**WORK TO BE COMPLETED**
Would you output all the data exactly as it stands?

**RECORDS FOR THIS EXERCISE**
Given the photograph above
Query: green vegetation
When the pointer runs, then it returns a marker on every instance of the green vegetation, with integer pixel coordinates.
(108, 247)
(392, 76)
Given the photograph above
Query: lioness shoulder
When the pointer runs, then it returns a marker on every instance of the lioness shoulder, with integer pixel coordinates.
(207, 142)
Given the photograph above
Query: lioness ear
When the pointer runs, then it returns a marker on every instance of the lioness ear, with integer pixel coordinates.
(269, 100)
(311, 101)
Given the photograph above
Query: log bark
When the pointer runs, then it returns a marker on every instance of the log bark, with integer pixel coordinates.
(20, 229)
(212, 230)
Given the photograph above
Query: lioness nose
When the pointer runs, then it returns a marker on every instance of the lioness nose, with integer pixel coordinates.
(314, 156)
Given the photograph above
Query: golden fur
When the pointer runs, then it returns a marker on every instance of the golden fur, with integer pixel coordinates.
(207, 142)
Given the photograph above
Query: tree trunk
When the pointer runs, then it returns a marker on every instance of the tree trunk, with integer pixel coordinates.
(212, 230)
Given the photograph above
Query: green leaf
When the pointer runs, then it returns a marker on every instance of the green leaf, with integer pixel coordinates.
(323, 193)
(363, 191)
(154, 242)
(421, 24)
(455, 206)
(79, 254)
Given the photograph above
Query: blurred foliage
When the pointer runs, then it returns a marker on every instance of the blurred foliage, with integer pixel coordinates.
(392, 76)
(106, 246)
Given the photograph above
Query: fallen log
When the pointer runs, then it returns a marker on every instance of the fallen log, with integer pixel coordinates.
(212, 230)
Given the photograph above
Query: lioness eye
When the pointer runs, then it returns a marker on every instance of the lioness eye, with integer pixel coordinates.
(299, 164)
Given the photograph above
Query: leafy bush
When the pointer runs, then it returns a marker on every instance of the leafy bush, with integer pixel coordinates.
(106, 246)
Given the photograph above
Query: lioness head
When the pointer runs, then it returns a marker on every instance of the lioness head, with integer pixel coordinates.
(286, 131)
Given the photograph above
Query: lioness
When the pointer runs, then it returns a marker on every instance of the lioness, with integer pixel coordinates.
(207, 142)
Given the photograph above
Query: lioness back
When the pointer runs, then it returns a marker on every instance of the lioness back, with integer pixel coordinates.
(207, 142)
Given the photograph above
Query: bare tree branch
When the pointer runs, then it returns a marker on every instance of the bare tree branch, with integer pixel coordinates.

**WRITTEN RESPONSE**
Given the photograph above
Query: green vegetation
When the pointer runs, then it returns a marker on every instance of the green vegetation, with integer pixel coordinates.
(108, 247)
(392, 76)
Given the photograph above
Query: lioness shoulder
When the pointer runs, then it returns a marker on every instance of the lioness shoulder, with integer pixel coordinates.
(207, 142)
Given the photograph above
Query: lioness ear
When the pointer runs, then it returns a marker on every instance of the lioness ear, with integer pixel coordinates.
(269, 100)
(311, 101)
Given the photograph above
Query: log bark
When the pointer runs, then it returns a marker on every instance of the log bark, with integer pixel coordinates.
(20, 229)
(212, 230)
Given the photograph above
Query: lioness nose
When the pointer runs, then it returns a marker on every instance of the lioness nose, with integer pixel coordinates.
(314, 156)
Given the photograph above
Query: golden fur
When the pointer runs, then it returns a marker on every instance of the golden fur, with integer pixel coordinates.
(207, 142)
Given the photograph above
Query: tree trunk
When the pointer runs, then it returns a marker on every instance of the tree trunk, with integer pixel coordinates.
(212, 230)
Given the photograph above
Query: green leaf
When the pointer runs, then it returns a marker on every instance of the green leaf, with integer pixel coordinates.
(323, 193)
(363, 191)
(154, 242)
(421, 24)
(455, 206)
(79, 254)
Given the photograph above
Query: blurred foliage
When the pointer runs, then it returns a marker on every instance of the blurred foliage, with integer pixel coordinates.
(392, 76)
(106, 246)
Given the photograph above
Query: fallen log
When the pointer runs, then it returns a marker on every instance of the fallen log, with integer pixel coordinates.
(212, 230)
Given the photograph above
Query: lioness eye
When the pointer runs, then it returns a marker on every instance of the lioness eye, with integer pixel coordinates.
(299, 164)
Given the photograph above
Query: leafy bush
When the pointer runs, then it returns a marker on every instance of the leafy bush, with integer pixel coordinates.
(106, 246)
Given the photograph above
Query: lioness head
When the pointer runs, then it returns a marker on every instance of the lioness head, with integer pixel coordinates.
(286, 131)
Given the photograph above
Query: lioness
When the pointer runs, then it returns a marker on every instance of the lioness, with integer pixel coordinates.
(207, 142)
Given the photograph above
Query: lioness back
When the pointer runs, then it returns a marker on every instance of the lioness back, with integer pixel coordinates.
(207, 142)
Given the photograph above
Query: bare tree branch
When the pointer runs, then it returns a marker on every instance of the bare tree branch, with integer pixel coordinates.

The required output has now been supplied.